REQUIREMENT: Copy the entries below verbatim, omitting any pictures they contain.

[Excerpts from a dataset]
★ ★ ★ ★

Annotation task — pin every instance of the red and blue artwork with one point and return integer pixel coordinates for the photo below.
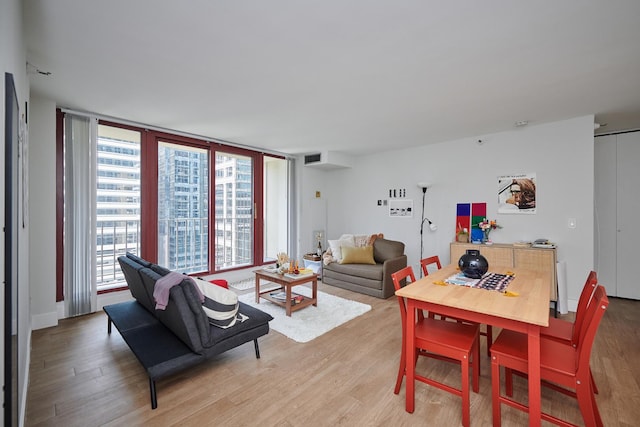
(469, 215)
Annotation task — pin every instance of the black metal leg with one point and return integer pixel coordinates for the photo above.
(255, 343)
(154, 399)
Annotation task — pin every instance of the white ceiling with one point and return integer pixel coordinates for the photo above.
(354, 76)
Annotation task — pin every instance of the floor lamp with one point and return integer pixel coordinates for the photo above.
(432, 226)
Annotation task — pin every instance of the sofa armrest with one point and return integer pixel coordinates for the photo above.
(389, 267)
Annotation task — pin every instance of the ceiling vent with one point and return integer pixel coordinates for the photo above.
(327, 160)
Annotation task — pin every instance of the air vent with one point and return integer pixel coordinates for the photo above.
(312, 158)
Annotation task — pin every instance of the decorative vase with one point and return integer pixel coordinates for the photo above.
(473, 264)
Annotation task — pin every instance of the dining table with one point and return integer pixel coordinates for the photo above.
(522, 307)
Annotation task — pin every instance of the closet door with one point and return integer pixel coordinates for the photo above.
(605, 216)
(628, 209)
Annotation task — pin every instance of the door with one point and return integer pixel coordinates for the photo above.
(628, 206)
(617, 179)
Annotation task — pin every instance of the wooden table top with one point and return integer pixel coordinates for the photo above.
(530, 306)
(281, 278)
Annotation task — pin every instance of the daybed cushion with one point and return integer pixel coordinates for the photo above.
(131, 270)
(361, 255)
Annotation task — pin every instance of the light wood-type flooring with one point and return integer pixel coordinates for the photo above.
(80, 376)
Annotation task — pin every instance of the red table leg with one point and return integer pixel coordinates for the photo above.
(534, 375)
(410, 354)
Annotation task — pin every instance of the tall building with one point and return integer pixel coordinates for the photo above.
(117, 202)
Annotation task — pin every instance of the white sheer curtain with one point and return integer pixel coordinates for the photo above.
(80, 289)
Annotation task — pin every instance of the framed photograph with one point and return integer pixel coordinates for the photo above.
(517, 194)
(401, 208)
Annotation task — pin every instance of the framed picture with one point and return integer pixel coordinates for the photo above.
(401, 208)
(517, 194)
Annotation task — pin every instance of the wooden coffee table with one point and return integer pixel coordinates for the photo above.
(286, 284)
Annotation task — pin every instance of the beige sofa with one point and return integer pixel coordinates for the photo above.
(370, 279)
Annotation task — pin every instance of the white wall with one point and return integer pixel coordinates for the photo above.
(42, 131)
(560, 154)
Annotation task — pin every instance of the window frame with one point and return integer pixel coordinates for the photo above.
(149, 195)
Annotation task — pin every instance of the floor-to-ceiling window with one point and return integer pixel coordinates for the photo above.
(234, 215)
(275, 210)
(153, 199)
(183, 208)
(117, 201)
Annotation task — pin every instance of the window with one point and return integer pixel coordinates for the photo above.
(153, 199)
(183, 218)
(117, 202)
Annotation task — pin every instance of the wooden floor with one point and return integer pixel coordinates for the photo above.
(80, 376)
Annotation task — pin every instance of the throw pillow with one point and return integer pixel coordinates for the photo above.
(220, 304)
(337, 245)
(359, 255)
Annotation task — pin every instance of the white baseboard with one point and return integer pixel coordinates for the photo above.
(45, 320)
(113, 298)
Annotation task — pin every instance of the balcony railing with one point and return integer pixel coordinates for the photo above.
(114, 239)
(183, 245)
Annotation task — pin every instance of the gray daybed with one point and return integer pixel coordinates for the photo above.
(171, 340)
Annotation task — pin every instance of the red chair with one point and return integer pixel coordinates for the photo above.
(435, 338)
(435, 260)
(561, 364)
(567, 332)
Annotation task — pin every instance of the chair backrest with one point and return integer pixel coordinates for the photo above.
(400, 279)
(593, 316)
(586, 296)
(425, 262)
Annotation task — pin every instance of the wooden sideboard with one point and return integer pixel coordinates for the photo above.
(506, 255)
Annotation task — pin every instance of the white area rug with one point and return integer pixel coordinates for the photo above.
(309, 322)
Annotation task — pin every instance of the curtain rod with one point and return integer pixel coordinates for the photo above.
(174, 132)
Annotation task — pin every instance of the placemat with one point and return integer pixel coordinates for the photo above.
(491, 281)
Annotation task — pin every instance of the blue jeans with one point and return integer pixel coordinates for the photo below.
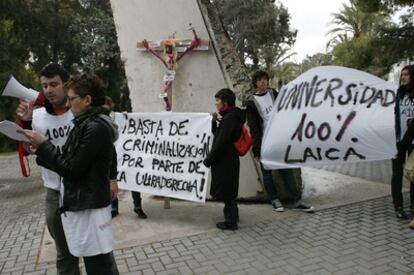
(290, 184)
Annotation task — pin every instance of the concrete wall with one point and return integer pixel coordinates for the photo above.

★ ★ ★ ★

WRITTEN ANSWER:
Annotation task — pin every instance of the red and blue artwork with one point and return integer pixel coordinates for the photo below.
(469, 215)
Annotation task — pin every instance of the black metal leg with one point and return integer pixel coordinates for the photo above.
(255, 343)
(154, 399)
Annotation task — pin every instance of the white ceiling with one point and return integer pixel coordinates for the photo above.
(354, 76)
Annotation task — pin every instance of the floor lamp with one point and return integer pixel coordinates for the photo above.
(432, 226)
Annotation task — pin every instance of the sofa armrest with one point and return integer pixel coordinates for the photo above.
(389, 267)
Annotation task — pin every instance of the ceiling vent with one point and return integer pixel coordinates for the photo above.
(327, 160)
Annotation task — pin every instance of the air vent with one point and return integer pixel coordinates for the photo above.
(312, 158)
Annotation task — pin every instance of the decorative vase with one point and return integer pixel coordinates for the photo above.
(473, 264)
Annotation task — pin every instance of the dining table with one point and return integer pixel coordinates for the photo above.
(522, 307)
Annotation task — pin every instance of the closet door with one point and return integer pixel coordinates for the photo above.
(605, 216)
(628, 209)
Annotation task — pin every instance of the door with one point and return integer pixel coordinates for the photo above.
(628, 206)
(617, 179)
Annotation task — pin every instance of the wooden table top with one point and return integer pixel coordinates for the photo above.
(530, 306)
(281, 278)
Annotation task — pin every instance of the daybed cushion with one point and return integer pixel coordinates for the photo above.
(131, 270)
(361, 255)
Annotation task — pin every instance of the light wood-type flooring with one point and return integer pixel coordinates for the photo above.
(80, 376)
Annotation task — pin every instance of the red table leg with one point and return integer pixel coordinates for the photo above.
(534, 375)
(410, 354)
Annotation task — pin every instance of the tall building with one point and return integer pixel coordinates for the photo above.
(117, 202)
Annotation task — pin every instance of the white sheer curtain with one point and return integer pixel coordinates for the photo above.
(80, 289)
Annotation task — pin every instance of the framed photograph with one point and return integer pixel coordinates for the photo above.
(517, 194)
(401, 208)
Annotation task — pin every instance of the framed picture with one point and return integer pixel coordinates for the photo above.
(401, 208)
(517, 194)
Annotation task — pin every instance of the wooden coffee table with one point and return integer pixel coordinates for the photo above.
(286, 284)
Annotation task — pin every instance of the beige sofa with one point and return integer pixel coordinates for the photo above.
(370, 279)
Annotation task — pin every instance of the white wall with one point and return integer pixel coordinates for the photo above.
(42, 131)
(560, 154)
Annotation task — pin every instance of the window frame with one point and return integer pixel coordinates for the photo above.
(149, 195)
Annotation task — pin every instance of the floor-to-ceiling window with one point and return integer pixel coordinates for the photo above.
(234, 215)
(275, 210)
(153, 199)
(183, 208)
(117, 201)
Annotation task — pin every instance of the window with one point and return integer pixel coordinates for the photo above.
(153, 199)
(183, 218)
(117, 202)
Annotation task — pin every instance of the wooden floor with one point and return integer pixel coordinates for the photo above.
(80, 376)
Annotation task — pin every instance of the throw pillow with one point and return integer pixel coordinates for the photo above.
(220, 304)
(337, 245)
(359, 255)
Annotation task — pin every instance of the white baseboard with one point and return integer pixel coordinates for the photo above.
(45, 320)
(113, 298)
Annotation task — pin every instance of the balcony railing with one point and return integer pixel coordinates for the photo above.
(114, 239)
(183, 245)
Annotation task — pin every instance of the gray daybed with one point and return integer pixel coordinates for the photo above.
(171, 340)
Annotation task — pin every instance of the red chair with one point and return integer pixel coordinates for the photo above.
(435, 338)
(435, 260)
(561, 364)
(567, 332)
Annotation task — pin every instance of the chair backrest with one point and return integer pixel coordinates for the photo above.
(400, 279)
(593, 316)
(586, 296)
(425, 262)
Annotation task — pin every instance of the wooden sideboard with one point and return integer pixel coordinates for the photo above.
(506, 255)
Annotation task — pin every instance of the white area rug with one point and return integer pixel coordinates for the photo above.
(309, 322)
Annotation task — pin every instance of the curtain rod with one point and return integer pixel coordinates for the photo above.
(174, 132)
Annotation task — pin every instance of the placemat with one point and return integer pixel coordinates for the photo above.
(491, 281)
Annotation task — pin every instance of the blue jeans with one point and return integer pixel coordinates for the photo below.
(290, 184)
Annotation task — pin every instance of the concrete wall with one point and return integer pixel coordinates for the photo above.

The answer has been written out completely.